**EXERCISE BRIEF:** Copy the records from their beginning up to and including the line with "x=164, y=228", and add 137 to every x and y coordinate in the answers but not to the requests or their format samples. Leave the pictures out of your copy.

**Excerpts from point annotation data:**
□ □ □
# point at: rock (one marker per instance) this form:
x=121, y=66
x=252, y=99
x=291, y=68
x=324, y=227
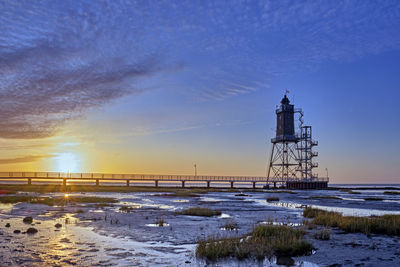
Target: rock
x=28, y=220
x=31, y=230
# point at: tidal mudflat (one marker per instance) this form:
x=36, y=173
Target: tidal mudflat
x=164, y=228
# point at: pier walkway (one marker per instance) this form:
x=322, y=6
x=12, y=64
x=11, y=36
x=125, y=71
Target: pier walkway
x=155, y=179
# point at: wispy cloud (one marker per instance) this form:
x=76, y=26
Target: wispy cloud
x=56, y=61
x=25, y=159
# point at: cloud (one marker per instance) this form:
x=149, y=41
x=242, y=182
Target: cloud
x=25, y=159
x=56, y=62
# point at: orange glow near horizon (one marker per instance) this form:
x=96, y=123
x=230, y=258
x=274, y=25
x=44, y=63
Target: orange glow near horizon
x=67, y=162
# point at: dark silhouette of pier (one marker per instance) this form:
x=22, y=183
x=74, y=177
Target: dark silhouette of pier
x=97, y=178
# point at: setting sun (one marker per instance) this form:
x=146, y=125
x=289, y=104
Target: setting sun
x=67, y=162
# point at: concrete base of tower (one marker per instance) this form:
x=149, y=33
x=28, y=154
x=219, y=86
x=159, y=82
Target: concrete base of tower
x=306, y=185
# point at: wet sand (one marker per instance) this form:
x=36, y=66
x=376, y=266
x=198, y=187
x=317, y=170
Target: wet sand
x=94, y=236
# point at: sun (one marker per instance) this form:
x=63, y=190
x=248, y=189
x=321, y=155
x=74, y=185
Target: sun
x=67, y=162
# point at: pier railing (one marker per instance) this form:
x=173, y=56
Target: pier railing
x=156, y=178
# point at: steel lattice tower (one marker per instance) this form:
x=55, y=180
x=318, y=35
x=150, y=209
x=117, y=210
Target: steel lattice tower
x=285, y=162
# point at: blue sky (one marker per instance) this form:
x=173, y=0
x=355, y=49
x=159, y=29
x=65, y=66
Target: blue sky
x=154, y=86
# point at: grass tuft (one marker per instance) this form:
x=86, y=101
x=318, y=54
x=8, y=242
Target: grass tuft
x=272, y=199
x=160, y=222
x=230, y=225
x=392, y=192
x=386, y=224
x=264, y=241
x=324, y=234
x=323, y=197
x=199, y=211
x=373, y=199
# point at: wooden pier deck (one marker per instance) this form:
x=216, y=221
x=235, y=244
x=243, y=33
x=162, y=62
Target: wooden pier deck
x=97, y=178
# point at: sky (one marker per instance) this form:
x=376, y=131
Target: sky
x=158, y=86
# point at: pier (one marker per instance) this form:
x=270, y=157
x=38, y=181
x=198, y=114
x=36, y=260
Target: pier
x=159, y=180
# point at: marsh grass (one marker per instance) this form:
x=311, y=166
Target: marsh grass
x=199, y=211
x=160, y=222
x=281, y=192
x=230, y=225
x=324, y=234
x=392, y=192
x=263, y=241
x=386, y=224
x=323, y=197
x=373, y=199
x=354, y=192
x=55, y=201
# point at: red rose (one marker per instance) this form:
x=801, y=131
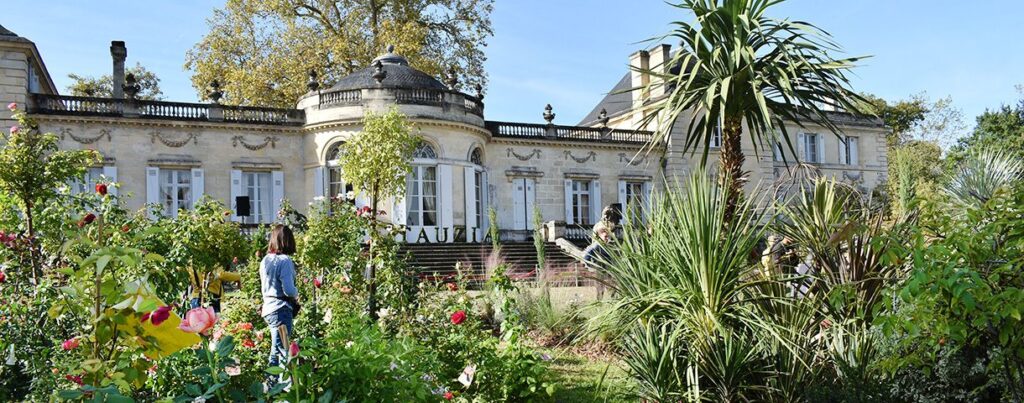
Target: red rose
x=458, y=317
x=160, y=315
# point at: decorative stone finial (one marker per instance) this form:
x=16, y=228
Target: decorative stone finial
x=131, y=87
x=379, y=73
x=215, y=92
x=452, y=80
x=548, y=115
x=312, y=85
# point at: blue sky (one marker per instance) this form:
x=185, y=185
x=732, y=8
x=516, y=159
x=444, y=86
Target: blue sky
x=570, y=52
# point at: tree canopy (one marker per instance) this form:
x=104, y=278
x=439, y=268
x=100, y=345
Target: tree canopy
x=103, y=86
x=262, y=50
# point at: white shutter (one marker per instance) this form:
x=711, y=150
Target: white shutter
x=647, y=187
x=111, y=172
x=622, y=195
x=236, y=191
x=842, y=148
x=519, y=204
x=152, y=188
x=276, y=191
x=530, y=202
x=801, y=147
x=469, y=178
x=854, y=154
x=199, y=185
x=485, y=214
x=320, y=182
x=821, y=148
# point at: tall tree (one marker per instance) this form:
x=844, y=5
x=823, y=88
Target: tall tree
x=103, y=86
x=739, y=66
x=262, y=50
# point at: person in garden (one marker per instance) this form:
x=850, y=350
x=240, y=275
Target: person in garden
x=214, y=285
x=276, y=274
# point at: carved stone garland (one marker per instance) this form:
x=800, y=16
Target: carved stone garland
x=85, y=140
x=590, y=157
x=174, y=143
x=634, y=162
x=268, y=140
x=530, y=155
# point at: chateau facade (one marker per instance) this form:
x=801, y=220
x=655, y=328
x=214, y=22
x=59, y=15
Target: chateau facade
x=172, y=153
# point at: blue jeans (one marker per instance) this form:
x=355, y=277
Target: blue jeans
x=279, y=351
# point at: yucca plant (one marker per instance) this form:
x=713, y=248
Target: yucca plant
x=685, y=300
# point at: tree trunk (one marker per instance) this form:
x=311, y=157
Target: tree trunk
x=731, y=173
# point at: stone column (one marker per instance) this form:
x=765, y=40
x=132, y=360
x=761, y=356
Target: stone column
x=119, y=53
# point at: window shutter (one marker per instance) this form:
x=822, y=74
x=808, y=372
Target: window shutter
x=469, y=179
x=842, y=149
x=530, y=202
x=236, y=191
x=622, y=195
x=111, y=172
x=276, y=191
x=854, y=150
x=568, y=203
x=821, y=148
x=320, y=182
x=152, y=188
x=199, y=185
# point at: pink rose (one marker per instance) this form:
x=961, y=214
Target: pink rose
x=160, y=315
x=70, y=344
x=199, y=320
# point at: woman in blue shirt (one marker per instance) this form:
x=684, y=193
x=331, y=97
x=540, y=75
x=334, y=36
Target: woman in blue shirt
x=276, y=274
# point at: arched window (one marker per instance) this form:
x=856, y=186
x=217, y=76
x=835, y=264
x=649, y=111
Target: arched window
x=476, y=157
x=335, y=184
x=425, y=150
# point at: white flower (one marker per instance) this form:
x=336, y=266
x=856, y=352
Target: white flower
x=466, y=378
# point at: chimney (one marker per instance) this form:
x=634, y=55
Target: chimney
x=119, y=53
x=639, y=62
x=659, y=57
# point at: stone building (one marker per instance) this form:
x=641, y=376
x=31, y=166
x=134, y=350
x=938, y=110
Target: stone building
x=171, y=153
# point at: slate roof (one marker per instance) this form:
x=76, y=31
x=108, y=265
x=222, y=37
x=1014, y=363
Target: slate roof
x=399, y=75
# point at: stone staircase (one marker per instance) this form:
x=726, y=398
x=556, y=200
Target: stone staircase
□ □ □
**TASK RESULT:**
# point at: rock (one marker per instance) this form:
x=121, y=66
x=252, y=99
x=291, y=68
x=324, y=227
Target: rock
x=165, y=357
x=168, y=367
# point at: tidal mudflat (one marker per instance) this form:
x=36, y=173
Target: tidal mudflat
x=301, y=365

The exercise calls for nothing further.